Brano fornito:
========

Numeri impressionanti.

Quelli dei migranti in arrivo da sud e dalla frontiera con l’est.

Numeri fuori scala.

Tutti diretti in Europa. L’Italia è solo un punto di transito. Chi arriva, vivo, ha qualche chance di proseguire verso Nord.

E in mezzo a tanto caos, ecco lo zoo dei politici pronti a partecipare a loro modo allo spettacolo mediatico. Di corsa tutti a pavoneggiarsi in mezzo alla tragedia. Perfino i burocrati Europei di fretta a sbarcare in grande spolvero.

E dopo tanto clamore, di nuovo il silenzio, il sotto le righe.

Ma tutta questa gente che fine fa? Non parliamo di quattro gatti spellacchiati, parliamo di centomila e passa persone solo quest’anno che non è nemmeno ancora finito.

========

Consegna 1: Ricopia senza variazioni la parte del brano sui migranti che va da "Numeri impressionanti." fino a "sotto le righe." compreso.

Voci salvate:
========

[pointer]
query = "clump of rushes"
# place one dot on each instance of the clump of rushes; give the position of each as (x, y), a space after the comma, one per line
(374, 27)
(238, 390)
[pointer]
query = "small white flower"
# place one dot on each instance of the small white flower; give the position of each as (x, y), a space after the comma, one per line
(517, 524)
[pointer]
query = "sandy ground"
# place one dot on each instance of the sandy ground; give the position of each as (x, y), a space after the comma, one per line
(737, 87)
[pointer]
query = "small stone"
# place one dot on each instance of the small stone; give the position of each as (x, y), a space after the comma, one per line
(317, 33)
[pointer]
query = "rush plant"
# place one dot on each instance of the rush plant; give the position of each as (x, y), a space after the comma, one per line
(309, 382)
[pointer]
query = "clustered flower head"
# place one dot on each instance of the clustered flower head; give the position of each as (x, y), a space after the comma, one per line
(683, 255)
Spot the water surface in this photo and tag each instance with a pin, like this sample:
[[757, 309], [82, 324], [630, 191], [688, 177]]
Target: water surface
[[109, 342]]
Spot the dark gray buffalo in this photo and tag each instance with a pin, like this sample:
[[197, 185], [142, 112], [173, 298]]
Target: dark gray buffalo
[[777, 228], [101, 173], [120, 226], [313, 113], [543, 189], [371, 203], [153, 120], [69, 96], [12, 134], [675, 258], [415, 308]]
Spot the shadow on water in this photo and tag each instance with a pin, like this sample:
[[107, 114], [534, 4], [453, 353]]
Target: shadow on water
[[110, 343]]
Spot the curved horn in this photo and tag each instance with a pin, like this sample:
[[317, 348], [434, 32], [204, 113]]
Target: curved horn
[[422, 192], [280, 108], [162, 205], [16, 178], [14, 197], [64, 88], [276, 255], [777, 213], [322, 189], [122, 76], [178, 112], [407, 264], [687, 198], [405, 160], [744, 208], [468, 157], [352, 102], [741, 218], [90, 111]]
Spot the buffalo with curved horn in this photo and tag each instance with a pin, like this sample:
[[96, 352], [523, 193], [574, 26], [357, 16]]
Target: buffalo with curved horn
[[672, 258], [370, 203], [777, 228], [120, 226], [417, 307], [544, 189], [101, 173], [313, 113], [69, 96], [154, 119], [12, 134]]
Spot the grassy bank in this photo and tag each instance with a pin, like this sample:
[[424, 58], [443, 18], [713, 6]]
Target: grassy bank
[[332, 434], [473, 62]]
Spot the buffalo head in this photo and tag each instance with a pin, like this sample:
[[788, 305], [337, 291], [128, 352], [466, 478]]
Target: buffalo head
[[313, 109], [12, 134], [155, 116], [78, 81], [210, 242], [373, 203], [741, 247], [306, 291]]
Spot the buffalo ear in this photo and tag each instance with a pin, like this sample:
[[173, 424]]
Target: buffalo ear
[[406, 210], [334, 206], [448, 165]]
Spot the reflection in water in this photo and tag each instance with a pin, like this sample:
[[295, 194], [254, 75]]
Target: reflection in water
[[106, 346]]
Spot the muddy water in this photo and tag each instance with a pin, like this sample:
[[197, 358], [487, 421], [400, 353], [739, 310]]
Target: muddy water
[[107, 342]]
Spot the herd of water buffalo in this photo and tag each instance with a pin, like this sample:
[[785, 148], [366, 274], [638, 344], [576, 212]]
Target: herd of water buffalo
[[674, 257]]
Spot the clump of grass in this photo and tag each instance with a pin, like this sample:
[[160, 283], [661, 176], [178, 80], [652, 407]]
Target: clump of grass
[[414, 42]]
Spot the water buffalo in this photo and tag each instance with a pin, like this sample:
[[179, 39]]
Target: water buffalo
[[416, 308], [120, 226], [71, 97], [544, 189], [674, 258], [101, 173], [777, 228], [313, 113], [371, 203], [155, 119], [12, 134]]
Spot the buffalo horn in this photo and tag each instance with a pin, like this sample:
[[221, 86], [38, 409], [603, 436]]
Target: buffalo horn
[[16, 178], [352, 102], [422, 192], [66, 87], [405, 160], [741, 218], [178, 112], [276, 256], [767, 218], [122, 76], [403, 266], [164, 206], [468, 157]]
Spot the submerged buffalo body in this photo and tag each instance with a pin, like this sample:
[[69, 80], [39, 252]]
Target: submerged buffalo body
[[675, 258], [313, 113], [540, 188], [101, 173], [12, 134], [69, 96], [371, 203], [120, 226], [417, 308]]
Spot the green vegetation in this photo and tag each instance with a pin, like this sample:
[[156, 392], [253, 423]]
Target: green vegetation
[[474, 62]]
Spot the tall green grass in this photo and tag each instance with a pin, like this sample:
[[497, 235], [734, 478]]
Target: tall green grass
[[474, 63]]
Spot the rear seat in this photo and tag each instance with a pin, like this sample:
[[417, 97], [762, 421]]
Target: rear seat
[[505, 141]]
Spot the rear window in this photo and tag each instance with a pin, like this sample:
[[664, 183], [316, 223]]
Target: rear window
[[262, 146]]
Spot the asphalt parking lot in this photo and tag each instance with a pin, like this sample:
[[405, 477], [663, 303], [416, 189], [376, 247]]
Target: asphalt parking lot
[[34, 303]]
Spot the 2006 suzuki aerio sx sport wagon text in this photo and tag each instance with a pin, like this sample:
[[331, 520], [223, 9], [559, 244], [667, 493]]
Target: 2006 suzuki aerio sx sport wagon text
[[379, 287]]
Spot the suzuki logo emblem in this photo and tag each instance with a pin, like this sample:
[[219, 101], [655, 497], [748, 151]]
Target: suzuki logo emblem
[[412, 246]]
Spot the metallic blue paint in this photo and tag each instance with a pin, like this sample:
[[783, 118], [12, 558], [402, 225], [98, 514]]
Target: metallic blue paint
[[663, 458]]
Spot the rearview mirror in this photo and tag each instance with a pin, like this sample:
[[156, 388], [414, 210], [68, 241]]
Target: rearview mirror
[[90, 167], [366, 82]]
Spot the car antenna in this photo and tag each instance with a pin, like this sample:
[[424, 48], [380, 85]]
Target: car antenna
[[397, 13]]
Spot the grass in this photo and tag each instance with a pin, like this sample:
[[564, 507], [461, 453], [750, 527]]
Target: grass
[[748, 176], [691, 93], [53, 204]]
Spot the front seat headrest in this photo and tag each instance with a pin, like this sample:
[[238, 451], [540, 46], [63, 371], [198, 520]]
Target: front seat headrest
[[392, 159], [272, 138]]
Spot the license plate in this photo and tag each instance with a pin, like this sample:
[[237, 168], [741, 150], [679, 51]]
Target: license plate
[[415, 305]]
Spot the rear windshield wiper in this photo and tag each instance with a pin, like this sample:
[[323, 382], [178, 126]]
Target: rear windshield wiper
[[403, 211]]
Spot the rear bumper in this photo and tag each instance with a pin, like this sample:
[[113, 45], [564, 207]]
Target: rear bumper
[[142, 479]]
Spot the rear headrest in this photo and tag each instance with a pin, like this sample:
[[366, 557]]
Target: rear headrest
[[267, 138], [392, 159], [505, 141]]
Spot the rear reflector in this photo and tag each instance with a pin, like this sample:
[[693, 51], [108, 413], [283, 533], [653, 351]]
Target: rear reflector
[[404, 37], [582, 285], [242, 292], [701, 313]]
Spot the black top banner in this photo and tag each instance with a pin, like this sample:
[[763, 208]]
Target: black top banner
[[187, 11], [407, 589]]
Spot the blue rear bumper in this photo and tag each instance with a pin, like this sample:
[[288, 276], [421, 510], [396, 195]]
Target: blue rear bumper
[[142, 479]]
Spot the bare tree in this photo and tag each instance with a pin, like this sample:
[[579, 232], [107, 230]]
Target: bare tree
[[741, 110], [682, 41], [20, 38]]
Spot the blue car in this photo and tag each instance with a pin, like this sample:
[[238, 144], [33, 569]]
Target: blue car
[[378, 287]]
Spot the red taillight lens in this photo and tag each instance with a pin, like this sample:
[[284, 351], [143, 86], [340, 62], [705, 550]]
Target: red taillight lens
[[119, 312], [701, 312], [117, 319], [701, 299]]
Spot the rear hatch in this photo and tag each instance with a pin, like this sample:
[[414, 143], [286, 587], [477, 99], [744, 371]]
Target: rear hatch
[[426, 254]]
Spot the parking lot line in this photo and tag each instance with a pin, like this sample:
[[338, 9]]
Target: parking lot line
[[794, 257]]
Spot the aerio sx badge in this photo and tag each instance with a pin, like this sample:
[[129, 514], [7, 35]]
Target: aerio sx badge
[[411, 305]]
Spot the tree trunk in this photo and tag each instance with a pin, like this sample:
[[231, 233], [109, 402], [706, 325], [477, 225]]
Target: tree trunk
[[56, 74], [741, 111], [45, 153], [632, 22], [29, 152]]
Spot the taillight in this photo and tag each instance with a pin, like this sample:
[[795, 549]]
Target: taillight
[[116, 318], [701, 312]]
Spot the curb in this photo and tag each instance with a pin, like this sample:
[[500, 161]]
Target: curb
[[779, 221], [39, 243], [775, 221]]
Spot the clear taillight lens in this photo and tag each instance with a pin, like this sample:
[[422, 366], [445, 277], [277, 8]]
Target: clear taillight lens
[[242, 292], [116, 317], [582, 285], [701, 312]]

========

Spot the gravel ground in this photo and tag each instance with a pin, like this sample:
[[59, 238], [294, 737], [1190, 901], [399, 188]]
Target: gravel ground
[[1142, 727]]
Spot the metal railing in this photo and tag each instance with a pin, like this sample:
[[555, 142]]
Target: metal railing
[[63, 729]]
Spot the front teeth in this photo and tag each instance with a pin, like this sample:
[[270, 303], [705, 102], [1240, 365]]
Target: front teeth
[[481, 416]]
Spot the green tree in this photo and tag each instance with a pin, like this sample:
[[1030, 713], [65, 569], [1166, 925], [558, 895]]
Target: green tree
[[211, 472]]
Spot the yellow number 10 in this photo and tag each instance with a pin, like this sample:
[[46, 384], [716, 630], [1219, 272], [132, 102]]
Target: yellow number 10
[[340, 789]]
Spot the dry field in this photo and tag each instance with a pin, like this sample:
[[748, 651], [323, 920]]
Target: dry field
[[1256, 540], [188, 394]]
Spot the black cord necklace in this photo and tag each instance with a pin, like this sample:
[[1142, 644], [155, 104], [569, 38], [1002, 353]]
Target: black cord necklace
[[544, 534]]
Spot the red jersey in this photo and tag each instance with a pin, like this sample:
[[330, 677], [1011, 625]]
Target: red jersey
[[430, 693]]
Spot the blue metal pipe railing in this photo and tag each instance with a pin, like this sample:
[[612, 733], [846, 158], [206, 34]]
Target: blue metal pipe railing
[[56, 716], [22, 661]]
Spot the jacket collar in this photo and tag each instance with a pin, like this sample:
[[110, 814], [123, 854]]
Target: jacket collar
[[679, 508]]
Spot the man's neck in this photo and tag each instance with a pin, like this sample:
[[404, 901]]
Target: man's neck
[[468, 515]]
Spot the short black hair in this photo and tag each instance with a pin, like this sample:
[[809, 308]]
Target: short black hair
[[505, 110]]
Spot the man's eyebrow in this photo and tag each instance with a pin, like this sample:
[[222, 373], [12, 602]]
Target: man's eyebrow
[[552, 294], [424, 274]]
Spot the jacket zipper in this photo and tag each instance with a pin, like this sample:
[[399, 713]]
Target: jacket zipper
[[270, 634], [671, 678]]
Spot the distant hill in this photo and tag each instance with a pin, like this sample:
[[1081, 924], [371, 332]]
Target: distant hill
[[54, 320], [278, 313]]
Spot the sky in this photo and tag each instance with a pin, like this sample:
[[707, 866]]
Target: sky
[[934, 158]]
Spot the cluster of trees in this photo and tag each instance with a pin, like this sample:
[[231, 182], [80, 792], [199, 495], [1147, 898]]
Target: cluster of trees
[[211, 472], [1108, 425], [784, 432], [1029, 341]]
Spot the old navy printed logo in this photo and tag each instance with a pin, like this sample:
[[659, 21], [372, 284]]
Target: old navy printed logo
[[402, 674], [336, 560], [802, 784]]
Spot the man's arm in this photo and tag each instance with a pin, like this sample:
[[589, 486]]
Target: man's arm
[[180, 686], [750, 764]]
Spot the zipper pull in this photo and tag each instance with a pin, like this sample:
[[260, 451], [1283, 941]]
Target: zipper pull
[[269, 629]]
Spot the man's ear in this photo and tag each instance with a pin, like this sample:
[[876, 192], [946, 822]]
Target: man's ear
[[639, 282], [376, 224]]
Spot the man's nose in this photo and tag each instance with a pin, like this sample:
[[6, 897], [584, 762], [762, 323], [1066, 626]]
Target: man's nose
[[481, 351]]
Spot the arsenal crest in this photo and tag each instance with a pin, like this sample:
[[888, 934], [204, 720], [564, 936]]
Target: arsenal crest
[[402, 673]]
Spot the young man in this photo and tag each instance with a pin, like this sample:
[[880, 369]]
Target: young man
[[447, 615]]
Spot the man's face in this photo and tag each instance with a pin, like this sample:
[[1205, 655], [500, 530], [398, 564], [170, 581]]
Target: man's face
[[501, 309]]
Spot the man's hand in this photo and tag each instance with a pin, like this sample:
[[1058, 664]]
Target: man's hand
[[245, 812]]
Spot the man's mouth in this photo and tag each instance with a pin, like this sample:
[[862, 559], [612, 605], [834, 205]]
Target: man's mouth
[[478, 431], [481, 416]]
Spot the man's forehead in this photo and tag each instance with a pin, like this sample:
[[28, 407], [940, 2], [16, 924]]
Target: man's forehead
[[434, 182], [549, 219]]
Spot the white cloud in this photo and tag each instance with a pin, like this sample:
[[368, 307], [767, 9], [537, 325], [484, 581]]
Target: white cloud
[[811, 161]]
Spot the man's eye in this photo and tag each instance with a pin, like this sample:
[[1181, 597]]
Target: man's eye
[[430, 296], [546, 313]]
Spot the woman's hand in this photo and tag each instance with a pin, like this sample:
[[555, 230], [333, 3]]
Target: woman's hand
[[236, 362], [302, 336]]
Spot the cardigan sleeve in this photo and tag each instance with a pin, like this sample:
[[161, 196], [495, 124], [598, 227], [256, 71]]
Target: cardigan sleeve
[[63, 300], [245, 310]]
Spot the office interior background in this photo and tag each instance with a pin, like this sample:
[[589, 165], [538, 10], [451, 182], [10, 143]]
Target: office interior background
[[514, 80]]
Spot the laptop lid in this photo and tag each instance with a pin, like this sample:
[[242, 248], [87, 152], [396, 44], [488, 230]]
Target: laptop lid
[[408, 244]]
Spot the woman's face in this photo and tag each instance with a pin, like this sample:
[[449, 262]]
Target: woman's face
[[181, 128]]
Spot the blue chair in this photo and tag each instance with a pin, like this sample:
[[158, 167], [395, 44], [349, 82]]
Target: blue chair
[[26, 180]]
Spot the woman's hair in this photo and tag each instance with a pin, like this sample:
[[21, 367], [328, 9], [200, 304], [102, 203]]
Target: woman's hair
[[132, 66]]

========

Consegna 2: Modifica le voci dalla riga con "Spot the short" fino alla riga con "[[505, 110]]" compresa, sostituendo "black" con "brown" e lasciando invariato tutto il resto. Riporta soltanto queste righe.

Soluzione scritta 1:
Numeri impressionanti.

Quelli dei migranti in arrivo da sud e dalla frontiera con l’est.

Numeri fuori scala.

Tutti diretti in Europa. L’Italia è solo un punto di transito. Chi arriva, vivo, ha qualche chance di proseguire verso Nord.

E in mezzo a tanto caos, ecco lo zoo dei politici pronti a partecipare a loro modo allo spettacolo mediatico. Di corsa tutti a pavoneggiarsi in mezzo alla tragedia. Perfino i burocrati Europei di fretta a sbarcare in grande spolvero.

E dopo tanto clamore, di nuovo il silenzio, il sotto le righe.

Soluzione scritta 2:
Spot the short brown hair in this photo and tag each instance with a pin, like this sample:
[[809, 308]]
Target: short brown hair
[[505, 110]]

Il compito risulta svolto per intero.